TASK DETAILS: Omit every picture and return the rest of the data unaltered.

RAW RECORDS:
···

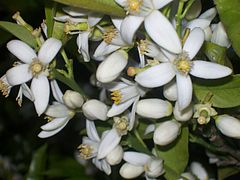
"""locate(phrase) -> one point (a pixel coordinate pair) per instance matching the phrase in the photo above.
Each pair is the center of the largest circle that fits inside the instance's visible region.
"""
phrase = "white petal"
(54, 124)
(82, 42)
(57, 110)
(108, 143)
(136, 158)
(48, 50)
(184, 89)
(21, 50)
(18, 74)
(118, 109)
(112, 67)
(159, 4)
(129, 27)
(57, 93)
(209, 70)
(46, 134)
(92, 131)
(129, 171)
(156, 76)
(162, 32)
(194, 42)
(41, 91)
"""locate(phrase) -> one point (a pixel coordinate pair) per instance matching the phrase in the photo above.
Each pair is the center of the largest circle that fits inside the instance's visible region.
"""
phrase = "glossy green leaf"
(225, 92)
(216, 53)
(224, 172)
(229, 11)
(102, 6)
(175, 156)
(38, 164)
(20, 32)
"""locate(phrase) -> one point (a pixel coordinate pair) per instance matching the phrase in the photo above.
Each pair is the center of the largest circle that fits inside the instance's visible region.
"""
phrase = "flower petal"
(194, 42)
(209, 70)
(136, 158)
(129, 27)
(49, 49)
(21, 50)
(118, 109)
(41, 91)
(162, 32)
(156, 76)
(18, 74)
(108, 143)
(184, 91)
(54, 124)
(159, 4)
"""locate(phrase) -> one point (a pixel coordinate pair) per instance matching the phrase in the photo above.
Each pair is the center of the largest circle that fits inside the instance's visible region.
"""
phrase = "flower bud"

···

EXERCISE RESPONSE:
"""locate(phrase) -> one point (a pixel coordinate pair) per instance matching the phrase in the photo above.
Each pair is the center of the largest circle that fits inside the instance's visible region.
"""
phrase = "white petal"
(54, 124)
(82, 42)
(57, 110)
(108, 143)
(136, 158)
(48, 50)
(184, 89)
(21, 50)
(18, 74)
(118, 109)
(112, 67)
(159, 4)
(129, 27)
(57, 93)
(209, 70)
(46, 134)
(92, 131)
(129, 171)
(156, 76)
(162, 32)
(194, 42)
(41, 91)
"""locate(phrase) -> one point (a pixel coordinate pair) per instance matching the phrase in the photo above.
Each pair is the center of the largest circle that fits inside the instance's visible region.
"""
phrase = "glossy green leaf"
(225, 92)
(216, 53)
(224, 172)
(229, 11)
(102, 6)
(175, 156)
(38, 164)
(20, 32)
"""locate(phrase) -> one point (a pixel coordinate pair) per instance matching the phrase in the photo above.
Each pair is the center of the largest circle that fits inside the instance's visible region.
"""
phrase = "flower petal"
(194, 42)
(209, 70)
(136, 158)
(129, 27)
(49, 49)
(21, 50)
(118, 109)
(41, 91)
(162, 32)
(156, 76)
(18, 74)
(108, 143)
(184, 91)
(54, 124)
(159, 4)
"""locate(phrase) -> one point (a pixel coordinate pair) per instance matching the phrase in the photo above.
Each pair is the center of the largest circle that fits inside the instance's visible region.
"""
phrase = "flower bud"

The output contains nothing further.